**Trabalho a fazer**
Transcreva o material a seguir linha por linha, sem nenhuma alteração.

**Material a processar**
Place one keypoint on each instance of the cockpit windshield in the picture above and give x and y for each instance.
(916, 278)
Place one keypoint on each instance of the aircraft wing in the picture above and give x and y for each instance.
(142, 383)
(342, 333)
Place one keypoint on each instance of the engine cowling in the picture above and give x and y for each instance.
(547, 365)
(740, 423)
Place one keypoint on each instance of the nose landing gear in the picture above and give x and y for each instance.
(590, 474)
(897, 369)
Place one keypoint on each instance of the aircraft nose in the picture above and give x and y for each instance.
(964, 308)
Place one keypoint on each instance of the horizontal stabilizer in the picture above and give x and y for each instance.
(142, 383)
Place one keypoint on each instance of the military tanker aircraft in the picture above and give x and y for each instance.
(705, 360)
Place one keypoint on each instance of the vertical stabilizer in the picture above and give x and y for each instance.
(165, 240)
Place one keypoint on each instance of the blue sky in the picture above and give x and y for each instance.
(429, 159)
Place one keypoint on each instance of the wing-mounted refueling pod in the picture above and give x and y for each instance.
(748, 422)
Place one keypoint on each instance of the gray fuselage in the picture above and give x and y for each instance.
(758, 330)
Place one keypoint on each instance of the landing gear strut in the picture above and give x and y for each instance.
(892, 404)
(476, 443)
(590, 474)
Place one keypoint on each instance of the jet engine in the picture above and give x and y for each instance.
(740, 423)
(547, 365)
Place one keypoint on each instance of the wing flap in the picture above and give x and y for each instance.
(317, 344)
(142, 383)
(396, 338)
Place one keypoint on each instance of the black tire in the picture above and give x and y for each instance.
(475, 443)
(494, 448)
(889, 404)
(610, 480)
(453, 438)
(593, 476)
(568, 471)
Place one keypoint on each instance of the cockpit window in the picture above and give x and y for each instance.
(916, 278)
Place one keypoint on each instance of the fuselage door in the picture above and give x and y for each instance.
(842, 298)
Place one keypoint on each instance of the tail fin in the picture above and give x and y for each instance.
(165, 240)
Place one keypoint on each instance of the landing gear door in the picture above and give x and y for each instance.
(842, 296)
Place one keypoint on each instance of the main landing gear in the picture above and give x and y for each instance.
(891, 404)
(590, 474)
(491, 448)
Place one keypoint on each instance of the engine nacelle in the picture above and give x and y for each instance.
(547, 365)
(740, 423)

**Resposta completa**
Place one keypoint on each instance of the cockpit windshield in the picture above and give x and y for each instance.
(916, 278)
Place one keypoint on each instance of the aircraft wing in the picture above and give x and y for each instance.
(142, 383)
(342, 333)
Place one keypoint on each instance of the engine cowling in the picture above and give x and y for each instance.
(547, 365)
(740, 423)
Place one keypoint on each instance of the nose landing gear in the picture above and give x and y for each instance.
(590, 474)
(897, 369)
Place one keypoint on each instance of the aircraft nose in the picture above and give x and y for each instance.
(964, 308)
Place one keypoint on each instance of the horizontal stabilizer in the picture above and give x and y for each instance.
(142, 383)
Place one keypoint on each instance of the military tanker aircraft in the picture above and give x and y for each instance.
(705, 360)
Place one keypoint on each instance of the vertical stabilizer in the picture above and give x and y for each instance.
(165, 240)
Place one keypoint on each instance of the blue sky in the picture above and give x and y for each instance.
(429, 159)
Place one keypoint on each instance of the wing-mounted refueling pod in the picture above and give x and y for each instance.
(748, 422)
Place one keypoint on each instance of the gray fuselage in the picture above and give x and y for each instance.
(758, 330)
Place one keypoint on each instance of the landing gear strut in the picture above and give x and y for each instance.
(892, 404)
(476, 443)
(590, 474)
Place one keypoint on each instance of the jet engine in the picture above and give x and y for each instance.
(740, 423)
(547, 365)
Place one keypoint on each instance of the wing flap in the picture above and give x and y for each instance.
(317, 344)
(142, 383)
(396, 338)
Place one keypoint on each instance of the black tire in the picture above and give x and y for each instance.
(475, 443)
(494, 448)
(889, 404)
(610, 480)
(453, 438)
(593, 476)
(568, 471)
Place one keypoint on each instance of the cockpit window in the picture above and give x and y for each instance.
(916, 278)
Place one keypoint on each instance of the fuselage door in the picture above and give x and y for each instance.
(842, 298)
Place one keypoint on each instance of the tail fin in the picture above and give x and y for each instance.
(165, 240)
Place one keypoint on each instance of the landing gear door in the picture above and give x and y for each instance.
(842, 296)
Place one keypoint on each instance of the main landing gear in the picture above and give x and y for each instance.
(891, 404)
(590, 474)
(491, 448)
Place one keypoint on each instance of the engine nacelle in the picture above and give x and y for each instance.
(547, 365)
(740, 423)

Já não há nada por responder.